Given information:
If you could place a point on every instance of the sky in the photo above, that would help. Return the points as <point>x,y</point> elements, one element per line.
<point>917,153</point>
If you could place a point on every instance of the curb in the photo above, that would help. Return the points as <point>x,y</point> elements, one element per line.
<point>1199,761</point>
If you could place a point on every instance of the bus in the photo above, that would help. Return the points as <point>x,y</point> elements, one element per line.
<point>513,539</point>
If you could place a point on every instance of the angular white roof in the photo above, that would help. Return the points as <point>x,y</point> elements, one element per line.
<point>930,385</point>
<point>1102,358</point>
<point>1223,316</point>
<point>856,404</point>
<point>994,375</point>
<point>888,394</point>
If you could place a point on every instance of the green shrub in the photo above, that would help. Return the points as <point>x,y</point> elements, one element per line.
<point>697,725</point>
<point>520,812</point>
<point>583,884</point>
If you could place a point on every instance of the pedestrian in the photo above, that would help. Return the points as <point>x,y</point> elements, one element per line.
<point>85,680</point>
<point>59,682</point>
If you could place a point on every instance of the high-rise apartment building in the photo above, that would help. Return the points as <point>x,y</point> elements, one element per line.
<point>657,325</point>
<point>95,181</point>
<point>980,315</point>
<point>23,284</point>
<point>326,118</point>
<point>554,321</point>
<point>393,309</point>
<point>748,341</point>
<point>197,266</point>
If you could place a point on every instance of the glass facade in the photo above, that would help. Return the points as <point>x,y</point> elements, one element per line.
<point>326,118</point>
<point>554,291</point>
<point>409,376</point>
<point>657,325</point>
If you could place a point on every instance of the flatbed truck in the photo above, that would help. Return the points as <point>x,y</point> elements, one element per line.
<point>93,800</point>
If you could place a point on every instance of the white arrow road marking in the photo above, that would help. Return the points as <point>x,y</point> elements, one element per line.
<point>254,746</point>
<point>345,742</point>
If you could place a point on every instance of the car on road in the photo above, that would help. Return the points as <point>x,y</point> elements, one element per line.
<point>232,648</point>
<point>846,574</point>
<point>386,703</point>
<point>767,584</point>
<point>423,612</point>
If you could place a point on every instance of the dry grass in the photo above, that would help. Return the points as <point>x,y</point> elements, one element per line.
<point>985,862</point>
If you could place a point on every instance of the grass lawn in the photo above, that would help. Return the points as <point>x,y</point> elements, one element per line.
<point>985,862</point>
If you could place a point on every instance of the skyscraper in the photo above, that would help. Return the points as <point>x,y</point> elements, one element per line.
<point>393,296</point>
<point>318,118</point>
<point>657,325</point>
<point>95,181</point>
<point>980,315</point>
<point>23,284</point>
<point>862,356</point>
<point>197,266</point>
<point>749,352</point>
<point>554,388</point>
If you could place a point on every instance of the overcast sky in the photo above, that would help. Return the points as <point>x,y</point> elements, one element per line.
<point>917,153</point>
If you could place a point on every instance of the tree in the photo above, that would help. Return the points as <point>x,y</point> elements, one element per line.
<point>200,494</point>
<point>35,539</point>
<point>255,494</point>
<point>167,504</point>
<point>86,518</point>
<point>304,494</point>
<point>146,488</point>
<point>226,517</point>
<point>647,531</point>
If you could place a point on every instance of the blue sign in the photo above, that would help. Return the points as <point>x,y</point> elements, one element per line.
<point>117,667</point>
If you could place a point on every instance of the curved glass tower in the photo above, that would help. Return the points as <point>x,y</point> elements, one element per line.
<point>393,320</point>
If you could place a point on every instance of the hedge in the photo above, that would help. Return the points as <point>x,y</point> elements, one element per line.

Your goal:
Repeat all of the records above word for word, changing nothing.

Completed task:
If you could place a point on every instance of the sky in the photo above, that would help. Return the points as <point>x,y</point> elements, one element per line.
<point>917,153</point>
If you could place a point on every instance of the curb in the photo above, that would help. Return the points as <point>x,y</point> elements, one element per line.
<point>1199,761</point>
If you could place a point on every instance of the bus in the photo above, that would help. Return the points as <point>x,y</point> elements, one element per line.
<point>513,539</point>
If you could place a point on every instance of the angular white roof in the photo above, that would help. Return the points as <point>x,y</point> elements, one element per line.
<point>930,385</point>
<point>1102,358</point>
<point>1223,316</point>
<point>856,404</point>
<point>994,375</point>
<point>888,394</point>
If you could place a point on every instance of the green shrub in the photo above, that would help. Return the points as <point>x,y</point> elements, one element per line.
<point>697,725</point>
<point>520,812</point>
<point>583,884</point>
If you could place a point on every instance of the pedestrian in the photo above, that would help. Return the points as <point>x,y</point> elements, one element per line.
<point>85,680</point>
<point>59,682</point>
If you could place a point on every instance of the high-rise apartment building in the photo above, that would help. Return the points as <point>x,y</point> elements, one element per line.
<point>657,325</point>
<point>95,181</point>
<point>980,315</point>
<point>23,284</point>
<point>326,118</point>
<point>554,321</point>
<point>393,309</point>
<point>748,341</point>
<point>197,266</point>
If you could place a point on every instance of the glass facade in the photo above, that would help. Return the points as <point>x,y</point> elements, one element per line.
<point>326,118</point>
<point>554,291</point>
<point>409,376</point>
<point>657,325</point>
If you could place a point on every instance of the flatbed truck in the photo above, that would help. Return the points as <point>x,y</point> elements, one element per line.
<point>93,800</point>
If you could place a point on every instance of the white arrow road marking in the photo above, that would help. Return the points as <point>x,y</point> elements, one element per line.
<point>254,746</point>
<point>345,742</point>
If you could place a point on every instance of the car on road in the photo above, that would help. Return the points as <point>x,y</point> elements, one element per line.
<point>232,648</point>
<point>846,574</point>
<point>386,703</point>
<point>767,584</point>
<point>423,612</point>
If you could place a point on every instance of the dry grass in the photo above, that would help. Return the points as <point>x,y</point> elements, one element per line.
<point>985,862</point>
If you could place a point on every instance of the grass lawn in the photo above, that would help. Return the points as <point>x,y</point> elements, one element per line.
<point>985,862</point>
If you could place a point on every instance of the skyscraper in the photo above, that would help. Return the points as <point>x,y</point> elements, one element per line.
<point>393,296</point>
<point>318,118</point>
<point>657,325</point>
<point>95,181</point>
<point>980,315</point>
<point>23,284</point>
<point>862,356</point>
<point>197,266</point>
<point>749,352</point>
<point>554,388</point>
If you could place a point on every instance of the overcast sky in the photo above, that would help. Return the points as <point>x,y</point> elements, one element per line.
<point>917,153</point>
If you could place a point on every instance of the tree in the photo above, that would help. Return the points as <point>x,y</point> elements, one element per line.
<point>200,494</point>
<point>35,539</point>
<point>255,494</point>
<point>167,504</point>
<point>86,518</point>
<point>304,494</point>
<point>146,488</point>
<point>226,517</point>
<point>647,531</point>
If you could place a point on every instance of the blue sign in the photo above, that would help. Return the points as <point>x,y</point> elements, one element per line.
<point>117,667</point>
If you could place a point on every instance of the curved glass tower in the photo above, that would help. Return the points as <point>x,y</point> elements, one element per line.
<point>393,320</point>
If you could place a point on every instance of the hedge in the photo above, that would help. Return the points as <point>x,y</point> elements, one element per line.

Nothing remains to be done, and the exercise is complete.